=== Section Start ===
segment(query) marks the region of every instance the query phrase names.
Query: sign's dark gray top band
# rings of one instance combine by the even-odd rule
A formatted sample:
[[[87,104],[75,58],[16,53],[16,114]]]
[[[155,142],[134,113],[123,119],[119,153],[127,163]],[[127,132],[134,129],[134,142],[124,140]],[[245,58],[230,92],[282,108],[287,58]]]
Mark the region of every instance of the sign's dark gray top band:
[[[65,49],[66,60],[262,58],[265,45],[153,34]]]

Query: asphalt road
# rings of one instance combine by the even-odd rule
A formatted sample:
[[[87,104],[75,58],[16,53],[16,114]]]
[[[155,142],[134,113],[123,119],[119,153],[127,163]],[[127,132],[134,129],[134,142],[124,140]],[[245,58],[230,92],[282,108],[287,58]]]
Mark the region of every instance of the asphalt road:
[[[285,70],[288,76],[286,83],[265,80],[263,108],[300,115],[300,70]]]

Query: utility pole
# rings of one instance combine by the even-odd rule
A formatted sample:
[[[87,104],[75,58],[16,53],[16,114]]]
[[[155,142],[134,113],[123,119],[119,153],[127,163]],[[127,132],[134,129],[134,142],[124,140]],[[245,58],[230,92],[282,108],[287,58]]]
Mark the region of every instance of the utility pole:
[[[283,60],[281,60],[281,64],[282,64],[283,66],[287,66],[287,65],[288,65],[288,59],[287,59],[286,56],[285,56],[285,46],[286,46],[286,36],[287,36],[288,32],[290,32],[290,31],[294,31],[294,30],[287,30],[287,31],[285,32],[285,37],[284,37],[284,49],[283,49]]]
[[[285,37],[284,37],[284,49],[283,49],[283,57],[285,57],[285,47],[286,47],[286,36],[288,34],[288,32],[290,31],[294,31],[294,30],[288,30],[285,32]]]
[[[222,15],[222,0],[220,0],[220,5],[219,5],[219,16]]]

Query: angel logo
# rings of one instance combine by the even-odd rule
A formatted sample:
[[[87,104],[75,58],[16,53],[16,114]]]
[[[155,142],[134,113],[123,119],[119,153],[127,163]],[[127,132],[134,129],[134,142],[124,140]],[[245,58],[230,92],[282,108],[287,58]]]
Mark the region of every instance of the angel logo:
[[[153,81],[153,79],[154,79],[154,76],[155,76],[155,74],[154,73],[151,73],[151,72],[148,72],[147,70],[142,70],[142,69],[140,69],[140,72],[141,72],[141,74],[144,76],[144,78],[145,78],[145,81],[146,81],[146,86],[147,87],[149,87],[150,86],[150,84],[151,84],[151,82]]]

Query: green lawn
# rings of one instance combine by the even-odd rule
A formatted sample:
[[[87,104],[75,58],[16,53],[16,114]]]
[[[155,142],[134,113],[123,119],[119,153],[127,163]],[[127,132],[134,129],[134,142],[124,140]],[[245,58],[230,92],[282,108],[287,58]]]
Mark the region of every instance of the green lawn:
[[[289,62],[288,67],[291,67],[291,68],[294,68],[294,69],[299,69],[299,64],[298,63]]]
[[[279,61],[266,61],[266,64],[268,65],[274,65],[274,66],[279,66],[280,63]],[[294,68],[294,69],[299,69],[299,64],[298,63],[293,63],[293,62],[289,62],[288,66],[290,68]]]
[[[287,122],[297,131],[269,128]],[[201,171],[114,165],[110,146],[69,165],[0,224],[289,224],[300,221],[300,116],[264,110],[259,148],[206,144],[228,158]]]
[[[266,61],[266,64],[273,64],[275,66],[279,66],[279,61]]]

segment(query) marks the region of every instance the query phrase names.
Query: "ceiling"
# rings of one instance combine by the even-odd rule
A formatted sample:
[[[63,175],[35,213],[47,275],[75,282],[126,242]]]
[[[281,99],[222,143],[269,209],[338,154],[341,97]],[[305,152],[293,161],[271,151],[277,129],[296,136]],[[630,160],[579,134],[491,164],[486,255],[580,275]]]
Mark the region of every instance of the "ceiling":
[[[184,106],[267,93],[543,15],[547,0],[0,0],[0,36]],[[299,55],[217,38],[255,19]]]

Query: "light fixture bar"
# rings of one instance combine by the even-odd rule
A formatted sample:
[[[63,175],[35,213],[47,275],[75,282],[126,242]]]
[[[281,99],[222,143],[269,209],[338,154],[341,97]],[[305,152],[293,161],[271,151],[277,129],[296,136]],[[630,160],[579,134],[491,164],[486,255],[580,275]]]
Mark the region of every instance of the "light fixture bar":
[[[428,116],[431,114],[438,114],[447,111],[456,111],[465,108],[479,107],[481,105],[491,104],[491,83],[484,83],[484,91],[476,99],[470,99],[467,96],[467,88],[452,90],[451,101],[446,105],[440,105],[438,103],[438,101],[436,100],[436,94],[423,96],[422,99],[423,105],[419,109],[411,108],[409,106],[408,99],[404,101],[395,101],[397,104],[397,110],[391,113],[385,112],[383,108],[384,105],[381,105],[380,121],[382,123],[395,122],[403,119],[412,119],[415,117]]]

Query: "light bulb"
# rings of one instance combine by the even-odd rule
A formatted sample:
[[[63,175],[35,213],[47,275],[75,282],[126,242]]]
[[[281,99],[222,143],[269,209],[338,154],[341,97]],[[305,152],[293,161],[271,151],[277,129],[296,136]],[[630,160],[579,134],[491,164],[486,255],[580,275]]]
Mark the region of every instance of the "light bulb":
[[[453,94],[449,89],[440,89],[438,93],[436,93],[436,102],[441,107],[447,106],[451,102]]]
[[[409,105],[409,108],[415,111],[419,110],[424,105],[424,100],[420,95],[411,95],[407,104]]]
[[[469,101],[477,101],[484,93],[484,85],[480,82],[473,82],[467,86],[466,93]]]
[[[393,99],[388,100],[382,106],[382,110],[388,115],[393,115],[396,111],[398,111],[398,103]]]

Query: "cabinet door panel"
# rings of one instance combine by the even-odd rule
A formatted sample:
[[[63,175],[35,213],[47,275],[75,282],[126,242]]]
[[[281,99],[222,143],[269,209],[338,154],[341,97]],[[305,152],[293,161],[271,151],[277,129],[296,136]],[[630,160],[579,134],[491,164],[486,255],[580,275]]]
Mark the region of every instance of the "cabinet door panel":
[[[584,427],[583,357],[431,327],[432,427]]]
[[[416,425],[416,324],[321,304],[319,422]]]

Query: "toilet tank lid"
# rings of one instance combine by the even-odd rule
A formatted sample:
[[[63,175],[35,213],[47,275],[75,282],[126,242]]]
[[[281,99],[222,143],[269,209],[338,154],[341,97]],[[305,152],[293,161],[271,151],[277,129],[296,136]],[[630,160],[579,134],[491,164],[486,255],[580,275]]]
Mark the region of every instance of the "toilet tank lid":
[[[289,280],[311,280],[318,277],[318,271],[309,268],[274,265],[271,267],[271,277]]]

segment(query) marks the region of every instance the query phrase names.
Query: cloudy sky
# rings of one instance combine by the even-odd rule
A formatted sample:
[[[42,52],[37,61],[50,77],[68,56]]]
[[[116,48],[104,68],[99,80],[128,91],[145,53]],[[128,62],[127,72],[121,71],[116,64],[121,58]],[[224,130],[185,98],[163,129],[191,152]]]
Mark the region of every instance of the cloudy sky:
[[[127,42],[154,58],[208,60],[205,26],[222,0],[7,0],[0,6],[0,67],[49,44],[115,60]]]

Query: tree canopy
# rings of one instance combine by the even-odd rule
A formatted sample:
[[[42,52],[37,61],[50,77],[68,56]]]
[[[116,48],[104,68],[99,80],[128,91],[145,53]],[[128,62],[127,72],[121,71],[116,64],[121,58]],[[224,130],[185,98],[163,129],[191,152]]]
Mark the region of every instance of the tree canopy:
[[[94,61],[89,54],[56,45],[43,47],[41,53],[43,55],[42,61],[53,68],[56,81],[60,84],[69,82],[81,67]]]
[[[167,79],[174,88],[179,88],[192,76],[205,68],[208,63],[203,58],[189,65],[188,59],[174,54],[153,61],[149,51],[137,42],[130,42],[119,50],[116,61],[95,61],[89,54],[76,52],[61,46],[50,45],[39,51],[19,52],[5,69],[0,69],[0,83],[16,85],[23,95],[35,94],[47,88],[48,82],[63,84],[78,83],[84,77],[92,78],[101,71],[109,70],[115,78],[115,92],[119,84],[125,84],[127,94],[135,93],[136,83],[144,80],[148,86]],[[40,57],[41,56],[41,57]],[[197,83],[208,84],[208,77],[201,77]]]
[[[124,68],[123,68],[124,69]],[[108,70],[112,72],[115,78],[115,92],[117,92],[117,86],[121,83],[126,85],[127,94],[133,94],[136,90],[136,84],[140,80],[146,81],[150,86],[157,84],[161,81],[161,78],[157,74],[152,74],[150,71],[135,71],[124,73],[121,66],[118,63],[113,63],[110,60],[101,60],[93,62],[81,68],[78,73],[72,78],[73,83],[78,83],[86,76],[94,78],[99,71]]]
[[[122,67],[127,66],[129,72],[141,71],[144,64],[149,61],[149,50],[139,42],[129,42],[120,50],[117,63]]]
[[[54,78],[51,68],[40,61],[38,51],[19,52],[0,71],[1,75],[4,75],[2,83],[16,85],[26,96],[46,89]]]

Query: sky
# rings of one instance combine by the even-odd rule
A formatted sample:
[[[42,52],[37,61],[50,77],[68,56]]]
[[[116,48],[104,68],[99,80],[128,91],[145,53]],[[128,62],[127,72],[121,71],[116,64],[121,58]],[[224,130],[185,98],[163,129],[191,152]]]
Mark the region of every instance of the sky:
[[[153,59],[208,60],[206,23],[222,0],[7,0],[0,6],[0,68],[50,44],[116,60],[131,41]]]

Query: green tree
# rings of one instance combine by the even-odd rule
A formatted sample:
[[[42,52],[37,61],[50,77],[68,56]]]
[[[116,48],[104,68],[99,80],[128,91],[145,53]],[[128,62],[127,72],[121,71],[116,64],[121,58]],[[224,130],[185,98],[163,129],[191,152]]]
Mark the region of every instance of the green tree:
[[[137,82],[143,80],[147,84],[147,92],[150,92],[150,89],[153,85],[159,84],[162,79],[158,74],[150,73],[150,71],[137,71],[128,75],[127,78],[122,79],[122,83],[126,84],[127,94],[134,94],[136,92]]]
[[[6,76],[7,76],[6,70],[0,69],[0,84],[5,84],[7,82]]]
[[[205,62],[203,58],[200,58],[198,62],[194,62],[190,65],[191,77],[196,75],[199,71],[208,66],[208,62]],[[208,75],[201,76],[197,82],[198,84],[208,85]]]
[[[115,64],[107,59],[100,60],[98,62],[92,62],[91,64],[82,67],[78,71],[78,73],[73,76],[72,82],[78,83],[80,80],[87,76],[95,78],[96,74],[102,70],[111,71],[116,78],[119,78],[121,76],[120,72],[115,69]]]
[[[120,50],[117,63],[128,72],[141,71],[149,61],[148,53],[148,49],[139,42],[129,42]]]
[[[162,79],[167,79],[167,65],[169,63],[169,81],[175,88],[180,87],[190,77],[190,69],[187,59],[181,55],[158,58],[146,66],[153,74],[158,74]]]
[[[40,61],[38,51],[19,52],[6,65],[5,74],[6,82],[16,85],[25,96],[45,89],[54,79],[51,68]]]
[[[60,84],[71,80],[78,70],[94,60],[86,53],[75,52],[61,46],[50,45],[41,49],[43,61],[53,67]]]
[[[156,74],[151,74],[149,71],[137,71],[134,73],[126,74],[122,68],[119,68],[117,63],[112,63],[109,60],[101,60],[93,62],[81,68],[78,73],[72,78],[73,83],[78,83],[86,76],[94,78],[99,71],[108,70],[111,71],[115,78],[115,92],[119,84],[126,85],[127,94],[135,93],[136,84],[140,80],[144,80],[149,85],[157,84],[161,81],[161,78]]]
=== Section End ===
Brief =>
Up to and including the line with "Query: asphalt road", transcribe the entries above exactly, starting from their first line.

Completed task =>
segment(query) marks the region of every instance the query phrase names.
Query: sign's dark gray top band
# rings of one instance combine by the even-odd rule
A formatted sample:
[[[87,104],[75,58],[16,53],[16,114]]]
[[[155,142],[134,113],[123,119],[119,153],[127,163]],[[127,132],[134,129],[134,142],[124,140]],[[245,58],[230,92],[282,108],[287,58]]]
Mark the region of every instance of the sign's dark gray top band:
[[[65,49],[66,60],[262,58],[265,45],[153,34]]]

Query: asphalt road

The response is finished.